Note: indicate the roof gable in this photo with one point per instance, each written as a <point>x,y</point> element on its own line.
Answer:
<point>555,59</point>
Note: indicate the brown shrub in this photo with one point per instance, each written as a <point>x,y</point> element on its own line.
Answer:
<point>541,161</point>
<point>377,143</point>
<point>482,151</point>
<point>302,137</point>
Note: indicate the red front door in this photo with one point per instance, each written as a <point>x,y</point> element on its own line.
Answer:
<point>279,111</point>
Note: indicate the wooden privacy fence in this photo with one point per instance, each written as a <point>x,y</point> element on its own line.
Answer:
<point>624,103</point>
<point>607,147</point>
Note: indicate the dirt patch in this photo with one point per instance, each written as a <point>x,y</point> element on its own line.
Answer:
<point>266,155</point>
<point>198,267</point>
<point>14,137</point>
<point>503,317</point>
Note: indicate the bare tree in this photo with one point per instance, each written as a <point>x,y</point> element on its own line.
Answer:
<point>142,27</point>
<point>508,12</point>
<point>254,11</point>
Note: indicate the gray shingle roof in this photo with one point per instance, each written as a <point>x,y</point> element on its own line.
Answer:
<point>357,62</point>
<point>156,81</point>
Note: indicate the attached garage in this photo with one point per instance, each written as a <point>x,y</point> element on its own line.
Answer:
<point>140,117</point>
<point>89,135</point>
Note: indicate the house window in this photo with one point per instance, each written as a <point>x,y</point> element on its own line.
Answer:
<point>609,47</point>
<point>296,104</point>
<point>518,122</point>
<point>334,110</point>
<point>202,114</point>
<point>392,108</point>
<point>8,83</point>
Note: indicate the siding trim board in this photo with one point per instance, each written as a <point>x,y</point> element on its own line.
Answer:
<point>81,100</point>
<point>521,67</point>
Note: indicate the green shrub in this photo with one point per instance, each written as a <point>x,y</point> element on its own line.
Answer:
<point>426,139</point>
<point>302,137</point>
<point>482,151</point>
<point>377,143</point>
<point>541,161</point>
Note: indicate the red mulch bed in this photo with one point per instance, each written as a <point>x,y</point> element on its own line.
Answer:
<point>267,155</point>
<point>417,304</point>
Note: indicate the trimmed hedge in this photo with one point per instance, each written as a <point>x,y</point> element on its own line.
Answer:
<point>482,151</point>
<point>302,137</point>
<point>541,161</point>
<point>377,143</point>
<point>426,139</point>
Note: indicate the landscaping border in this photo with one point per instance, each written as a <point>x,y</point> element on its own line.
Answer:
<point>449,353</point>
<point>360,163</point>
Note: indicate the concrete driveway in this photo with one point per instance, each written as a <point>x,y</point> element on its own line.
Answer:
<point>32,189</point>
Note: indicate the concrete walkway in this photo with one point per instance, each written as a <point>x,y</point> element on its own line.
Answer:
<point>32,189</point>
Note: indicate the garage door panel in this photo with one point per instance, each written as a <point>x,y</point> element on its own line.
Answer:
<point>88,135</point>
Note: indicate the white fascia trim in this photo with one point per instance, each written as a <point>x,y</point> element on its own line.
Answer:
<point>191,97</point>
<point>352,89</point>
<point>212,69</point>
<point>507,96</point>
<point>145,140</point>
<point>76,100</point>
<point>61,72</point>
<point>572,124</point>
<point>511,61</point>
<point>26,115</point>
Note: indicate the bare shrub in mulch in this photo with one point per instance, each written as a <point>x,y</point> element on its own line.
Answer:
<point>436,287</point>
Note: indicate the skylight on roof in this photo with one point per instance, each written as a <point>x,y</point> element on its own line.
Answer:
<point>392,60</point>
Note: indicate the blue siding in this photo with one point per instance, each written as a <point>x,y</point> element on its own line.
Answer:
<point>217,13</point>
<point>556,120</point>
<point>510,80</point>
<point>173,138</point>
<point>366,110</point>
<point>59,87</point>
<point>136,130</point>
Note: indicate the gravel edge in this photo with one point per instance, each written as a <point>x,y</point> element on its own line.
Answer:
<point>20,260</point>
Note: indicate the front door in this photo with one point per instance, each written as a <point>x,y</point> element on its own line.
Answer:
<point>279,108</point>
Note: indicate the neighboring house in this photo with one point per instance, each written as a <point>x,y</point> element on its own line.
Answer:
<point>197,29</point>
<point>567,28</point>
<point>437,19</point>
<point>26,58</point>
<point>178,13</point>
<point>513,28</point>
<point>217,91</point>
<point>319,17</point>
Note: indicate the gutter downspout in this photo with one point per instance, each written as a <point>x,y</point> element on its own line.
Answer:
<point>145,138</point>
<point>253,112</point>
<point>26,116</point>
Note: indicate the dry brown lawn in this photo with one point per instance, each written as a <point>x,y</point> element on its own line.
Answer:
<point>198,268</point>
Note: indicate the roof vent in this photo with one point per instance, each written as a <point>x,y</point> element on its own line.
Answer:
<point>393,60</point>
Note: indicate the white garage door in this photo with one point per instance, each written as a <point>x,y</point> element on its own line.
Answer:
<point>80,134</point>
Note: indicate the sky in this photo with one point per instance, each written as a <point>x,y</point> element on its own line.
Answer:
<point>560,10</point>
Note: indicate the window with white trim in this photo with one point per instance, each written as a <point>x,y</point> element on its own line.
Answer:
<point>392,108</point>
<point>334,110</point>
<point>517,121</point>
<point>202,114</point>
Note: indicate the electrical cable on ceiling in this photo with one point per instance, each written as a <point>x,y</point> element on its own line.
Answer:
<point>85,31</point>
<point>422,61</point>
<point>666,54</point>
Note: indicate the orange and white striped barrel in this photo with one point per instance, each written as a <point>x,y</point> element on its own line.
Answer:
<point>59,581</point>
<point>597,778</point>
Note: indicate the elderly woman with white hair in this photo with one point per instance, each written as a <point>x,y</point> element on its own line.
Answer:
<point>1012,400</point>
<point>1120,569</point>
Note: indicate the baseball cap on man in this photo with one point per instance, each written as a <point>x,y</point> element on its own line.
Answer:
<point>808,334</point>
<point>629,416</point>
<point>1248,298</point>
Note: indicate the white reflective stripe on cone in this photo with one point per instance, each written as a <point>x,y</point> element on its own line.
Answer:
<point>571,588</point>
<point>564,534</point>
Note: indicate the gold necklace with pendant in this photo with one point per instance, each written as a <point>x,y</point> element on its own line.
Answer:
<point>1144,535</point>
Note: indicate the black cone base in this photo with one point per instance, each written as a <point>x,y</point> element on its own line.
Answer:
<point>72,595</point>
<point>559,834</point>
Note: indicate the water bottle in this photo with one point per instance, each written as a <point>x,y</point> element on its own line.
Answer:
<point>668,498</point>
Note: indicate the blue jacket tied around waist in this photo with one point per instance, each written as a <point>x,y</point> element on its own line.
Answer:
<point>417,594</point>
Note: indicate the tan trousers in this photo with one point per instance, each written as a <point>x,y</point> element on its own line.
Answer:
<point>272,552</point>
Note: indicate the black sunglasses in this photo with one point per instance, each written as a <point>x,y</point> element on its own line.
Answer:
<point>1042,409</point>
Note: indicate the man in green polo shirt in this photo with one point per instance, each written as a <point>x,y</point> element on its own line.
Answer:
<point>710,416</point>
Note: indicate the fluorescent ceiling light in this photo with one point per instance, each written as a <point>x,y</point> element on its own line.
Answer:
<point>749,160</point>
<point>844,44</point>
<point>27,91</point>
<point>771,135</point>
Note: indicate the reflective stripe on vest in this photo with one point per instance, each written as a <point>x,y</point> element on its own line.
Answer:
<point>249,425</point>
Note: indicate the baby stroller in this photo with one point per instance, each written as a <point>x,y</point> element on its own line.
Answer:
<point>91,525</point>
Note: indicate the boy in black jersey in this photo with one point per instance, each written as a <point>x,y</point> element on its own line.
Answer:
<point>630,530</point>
- - - -
**THE REQUEST**
Write out the lines above word for word, starting at the line that contains "Note: indicate the baby" and continuing through the last line, with both ends included.

**REPLY TO THE EXERCISE**
Note: indicate the baby stroller in this photo with one point per instance, each written as a <point>x,y</point> element on its own line.
Answer:
<point>91,525</point>
Note: indicate the boy in black jersey in this photo with one point per instance, each written as a <point>x,y</point> element on its own line.
Answer:
<point>630,530</point>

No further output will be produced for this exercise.